# INSTRUCTIONS FOR THE TASK
Transcribe every line of the material below without changing a single character.

# INPUT DATA

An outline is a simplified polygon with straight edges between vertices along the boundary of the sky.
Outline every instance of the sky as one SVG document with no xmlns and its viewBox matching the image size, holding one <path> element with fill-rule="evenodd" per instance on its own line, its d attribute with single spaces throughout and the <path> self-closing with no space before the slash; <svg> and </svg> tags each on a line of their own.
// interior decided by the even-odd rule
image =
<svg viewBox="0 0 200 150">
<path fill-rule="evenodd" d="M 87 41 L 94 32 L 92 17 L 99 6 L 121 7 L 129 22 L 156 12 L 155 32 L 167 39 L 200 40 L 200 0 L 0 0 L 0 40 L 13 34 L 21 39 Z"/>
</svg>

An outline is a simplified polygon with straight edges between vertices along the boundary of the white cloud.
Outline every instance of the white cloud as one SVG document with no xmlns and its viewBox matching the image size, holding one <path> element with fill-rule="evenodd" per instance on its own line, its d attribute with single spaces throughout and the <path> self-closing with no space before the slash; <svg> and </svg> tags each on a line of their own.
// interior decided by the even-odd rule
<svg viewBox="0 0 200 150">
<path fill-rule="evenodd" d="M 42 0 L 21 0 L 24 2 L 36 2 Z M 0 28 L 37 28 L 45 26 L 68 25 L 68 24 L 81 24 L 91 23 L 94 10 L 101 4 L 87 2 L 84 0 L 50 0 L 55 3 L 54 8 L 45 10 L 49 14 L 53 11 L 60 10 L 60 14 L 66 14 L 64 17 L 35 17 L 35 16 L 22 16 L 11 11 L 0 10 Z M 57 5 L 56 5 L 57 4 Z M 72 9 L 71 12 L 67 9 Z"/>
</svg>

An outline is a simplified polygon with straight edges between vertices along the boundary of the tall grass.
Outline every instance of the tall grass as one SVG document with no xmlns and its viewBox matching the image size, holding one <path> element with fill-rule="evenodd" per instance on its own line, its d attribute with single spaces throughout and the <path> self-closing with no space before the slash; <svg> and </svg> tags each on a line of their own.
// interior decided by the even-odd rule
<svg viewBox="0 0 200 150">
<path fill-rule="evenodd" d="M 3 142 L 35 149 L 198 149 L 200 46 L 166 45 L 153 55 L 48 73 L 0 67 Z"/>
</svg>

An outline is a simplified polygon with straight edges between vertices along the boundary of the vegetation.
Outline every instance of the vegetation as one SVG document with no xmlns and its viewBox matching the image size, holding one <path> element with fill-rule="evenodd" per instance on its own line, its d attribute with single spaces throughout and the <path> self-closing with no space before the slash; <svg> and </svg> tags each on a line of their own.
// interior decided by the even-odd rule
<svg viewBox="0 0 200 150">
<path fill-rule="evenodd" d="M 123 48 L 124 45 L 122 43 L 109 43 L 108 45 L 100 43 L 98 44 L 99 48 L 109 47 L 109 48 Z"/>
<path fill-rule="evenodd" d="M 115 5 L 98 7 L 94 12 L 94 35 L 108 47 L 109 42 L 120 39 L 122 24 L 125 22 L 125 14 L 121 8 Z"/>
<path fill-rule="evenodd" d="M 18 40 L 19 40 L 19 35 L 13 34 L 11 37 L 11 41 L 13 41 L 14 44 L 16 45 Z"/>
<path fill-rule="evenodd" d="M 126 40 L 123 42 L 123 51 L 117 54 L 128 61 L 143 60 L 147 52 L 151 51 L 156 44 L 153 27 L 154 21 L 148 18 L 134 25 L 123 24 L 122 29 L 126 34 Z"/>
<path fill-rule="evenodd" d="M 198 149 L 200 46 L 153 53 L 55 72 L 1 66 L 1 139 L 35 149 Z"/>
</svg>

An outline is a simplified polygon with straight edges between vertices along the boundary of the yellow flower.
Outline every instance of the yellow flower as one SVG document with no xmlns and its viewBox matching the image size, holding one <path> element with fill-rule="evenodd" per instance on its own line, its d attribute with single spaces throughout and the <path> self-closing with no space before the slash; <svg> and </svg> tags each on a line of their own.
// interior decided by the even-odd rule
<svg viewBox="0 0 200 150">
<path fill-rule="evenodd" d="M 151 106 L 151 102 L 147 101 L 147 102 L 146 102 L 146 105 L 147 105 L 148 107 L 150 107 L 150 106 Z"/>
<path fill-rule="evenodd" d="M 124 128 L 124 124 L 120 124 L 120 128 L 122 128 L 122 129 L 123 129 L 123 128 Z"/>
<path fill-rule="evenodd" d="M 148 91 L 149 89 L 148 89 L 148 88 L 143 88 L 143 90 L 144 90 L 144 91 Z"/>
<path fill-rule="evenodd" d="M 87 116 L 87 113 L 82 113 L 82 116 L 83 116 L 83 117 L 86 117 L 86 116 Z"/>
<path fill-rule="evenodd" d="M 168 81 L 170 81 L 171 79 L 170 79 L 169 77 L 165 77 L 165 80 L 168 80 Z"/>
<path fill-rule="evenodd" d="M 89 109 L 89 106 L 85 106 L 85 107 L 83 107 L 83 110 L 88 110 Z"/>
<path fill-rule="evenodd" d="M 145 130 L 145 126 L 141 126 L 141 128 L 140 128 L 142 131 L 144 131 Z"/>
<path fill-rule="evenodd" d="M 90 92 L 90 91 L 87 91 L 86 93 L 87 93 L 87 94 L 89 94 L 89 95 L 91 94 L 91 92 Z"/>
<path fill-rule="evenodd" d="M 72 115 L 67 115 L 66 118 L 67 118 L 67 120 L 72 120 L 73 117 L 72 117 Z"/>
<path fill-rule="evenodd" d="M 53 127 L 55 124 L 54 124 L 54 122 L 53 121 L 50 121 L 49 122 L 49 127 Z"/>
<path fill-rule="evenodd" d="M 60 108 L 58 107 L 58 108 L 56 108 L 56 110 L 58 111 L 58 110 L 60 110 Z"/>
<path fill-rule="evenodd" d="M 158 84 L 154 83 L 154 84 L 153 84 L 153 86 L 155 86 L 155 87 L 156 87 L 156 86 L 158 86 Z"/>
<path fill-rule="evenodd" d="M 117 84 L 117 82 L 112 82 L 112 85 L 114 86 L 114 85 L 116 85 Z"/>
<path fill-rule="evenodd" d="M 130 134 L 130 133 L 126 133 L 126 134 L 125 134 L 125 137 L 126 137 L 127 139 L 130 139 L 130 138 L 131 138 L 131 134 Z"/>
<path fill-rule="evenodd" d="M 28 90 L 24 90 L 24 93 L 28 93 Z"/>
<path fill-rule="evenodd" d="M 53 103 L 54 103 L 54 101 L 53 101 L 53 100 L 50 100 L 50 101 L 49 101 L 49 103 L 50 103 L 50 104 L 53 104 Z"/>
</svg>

# PROBLEM SOLUTION
An outline is a simplified polygon with straight edges between vertices along the boundary of the sky.
Outline every instance of the sky as one SVG document with no xmlns and its viewBox matching the image size, holding one <path> element with fill-rule="evenodd" per instance on its own line, its d attribute with single spaces throughout and the <path> self-closing with no space before the slash; <svg> and </svg> tags each on a line of their own.
// interior decided by the even-odd rule
image =
<svg viewBox="0 0 200 150">
<path fill-rule="evenodd" d="M 87 41 L 94 32 L 92 17 L 99 6 L 121 7 L 129 22 L 156 12 L 155 32 L 167 39 L 200 40 L 200 0 L 0 0 L 0 40 L 13 34 L 21 39 Z"/>
</svg>

An outline is a simplified polygon with straight edges between vertices along the boundary of the white cloud.
Outline every instance of the white cloud as one SVG document with no xmlns and its viewBox matching the image size, holding one <path> element with fill-rule="evenodd" per instance on its own line, its d attribute with single spaces throughout and the <path> self-closing with no space before the slash; <svg> and </svg> tags each on a line of their own.
// interior decided by the even-odd rule
<svg viewBox="0 0 200 150">
<path fill-rule="evenodd" d="M 42 0 L 21 0 L 24 2 L 36 2 Z M 0 28 L 37 28 L 45 26 L 68 25 L 68 24 L 81 24 L 91 23 L 94 10 L 101 4 L 87 2 L 84 0 L 50 0 L 55 3 L 54 8 L 45 10 L 49 14 L 53 11 L 60 10 L 60 14 L 66 14 L 64 17 L 35 17 L 35 16 L 22 16 L 11 11 L 0 10 Z M 57 5 L 56 5 L 57 4 Z M 72 9 L 71 12 L 67 9 Z"/>
</svg>

An outline is a simplified polygon with straight edges between vertices along the boundary of the tall grass.
Outline every instance of the tall grass as one SVG document with no xmlns and its viewBox matching the image size, holding one <path> element with fill-rule="evenodd" per instance on its own line, its d attribute with single spaces throughout and the <path> self-closing with no space before the slash; <svg> and </svg> tags each on a line of their own.
// interior decided by the even-odd rule
<svg viewBox="0 0 200 150">
<path fill-rule="evenodd" d="M 3 142 L 35 149 L 198 149 L 200 46 L 166 45 L 153 55 L 48 73 L 0 67 Z"/>
</svg>

An outline is a simplified polygon with straight edges between vertices along the boundary of the vegetation.
Outline every instance of the vegetation as one SVG document with no xmlns and its viewBox matching the image size, holding one <path> element with fill-rule="evenodd" per instance on its own line, its d attribute with single spaces throughout and the <path> self-closing with no space before the slash; <svg> and </svg> tags each on a line of their own.
// interior decided by the even-odd rule
<svg viewBox="0 0 200 150">
<path fill-rule="evenodd" d="M 123 48 L 124 45 L 122 43 L 109 43 L 108 45 L 100 43 L 98 44 L 99 48 L 109 47 L 109 48 Z"/>
<path fill-rule="evenodd" d="M 115 5 L 98 7 L 94 12 L 94 35 L 108 47 L 109 42 L 120 39 L 122 24 L 125 22 L 125 14 L 121 8 Z"/>
<path fill-rule="evenodd" d="M 18 40 L 19 40 L 19 35 L 13 34 L 11 37 L 11 41 L 13 41 L 14 44 L 16 45 Z"/>
<path fill-rule="evenodd" d="M 126 40 L 123 42 L 123 51 L 117 54 L 128 61 L 143 60 L 147 52 L 151 51 L 156 44 L 153 27 L 154 21 L 148 18 L 134 25 L 123 24 L 122 29 L 126 34 Z"/>
<path fill-rule="evenodd" d="M 198 149 L 200 46 L 153 53 L 55 72 L 1 66 L 1 139 L 35 149 Z"/>
</svg>

An outline is a simplified polygon with straight edges between vertices along the boundary of the yellow flower.
Outline every instance of the yellow flower as one SVG document with no xmlns and its viewBox matching the image size, holding one <path> element with fill-rule="evenodd" per instance on its own line, its d attribute with single spaces throughout and the <path> self-closing with no space before the slash; <svg> and </svg> tags each on a line of their own.
// interior decided by the even-odd rule
<svg viewBox="0 0 200 150">
<path fill-rule="evenodd" d="M 151 106 L 151 102 L 147 101 L 147 102 L 146 102 L 146 105 L 147 105 L 148 107 L 150 107 L 150 106 Z"/>
<path fill-rule="evenodd" d="M 124 128 L 124 124 L 120 124 L 120 128 L 122 128 L 122 129 L 123 129 L 123 128 Z"/>
<path fill-rule="evenodd" d="M 148 91 L 149 89 L 148 89 L 148 88 L 143 88 L 143 90 L 144 90 L 144 91 Z"/>
<path fill-rule="evenodd" d="M 87 116 L 87 113 L 82 113 L 82 116 L 83 116 L 83 117 L 86 117 L 86 116 Z"/>
<path fill-rule="evenodd" d="M 168 81 L 170 81 L 171 79 L 170 79 L 169 77 L 165 77 L 165 80 L 168 80 Z"/>
<path fill-rule="evenodd" d="M 89 109 L 89 106 L 85 106 L 85 107 L 83 107 L 83 110 L 88 110 Z"/>
<path fill-rule="evenodd" d="M 145 130 L 145 126 L 141 126 L 141 128 L 140 128 L 142 131 L 144 131 Z"/>
<path fill-rule="evenodd" d="M 90 92 L 90 91 L 87 91 L 86 93 L 87 93 L 87 94 L 89 94 L 89 95 L 91 94 L 91 92 Z"/>
<path fill-rule="evenodd" d="M 72 115 L 67 115 L 66 118 L 67 118 L 67 120 L 72 120 L 73 117 L 72 117 Z"/>
<path fill-rule="evenodd" d="M 53 127 L 55 124 L 54 124 L 54 122 L 53 121 L 50 121 L 49 122 L 49 127 Z"/>
<path fill-rule="evenodd" d="M 60 108 L 58 107 L 58 108 L 56 108 L 56 110 L 58 111 L 58 110 L 60 110 Z"/>
<path fill-rule="evenodd" d="M 158 84 L 154 83 L 154 84 L 153 84 L 153 86 L 155 86 L 155 87 L 156 87 L 156 86 L 158 86 Z"/>
<path fill-rule="evenodd" d="M 117 84 L 117 82 L 112 82 L 112 85 L 114 86 L 114 85 L 116 85 Z"/>
<path fill-rule="evenodd" d="M 130 134 L 130 133 L 126 133 L 126 134 L 125 134 L 125 137 L 126 137 L 127 139 L 130 139 L 130 138 L 131 138 L 131 134 Z"/>
<path fill-rule="evenodd" d="M 28 90 L 24 90 L 24 93 L 28 93 Z"/>
<path fill-rule="evenodd" d="M 53 103 L 54 103 L 54 101 L 53 101 L 53 100 L 50 100 L 50 101 L 49 101 L 49 103 L 50 103 L 50 104 L 53 104 Z"/>
</svg>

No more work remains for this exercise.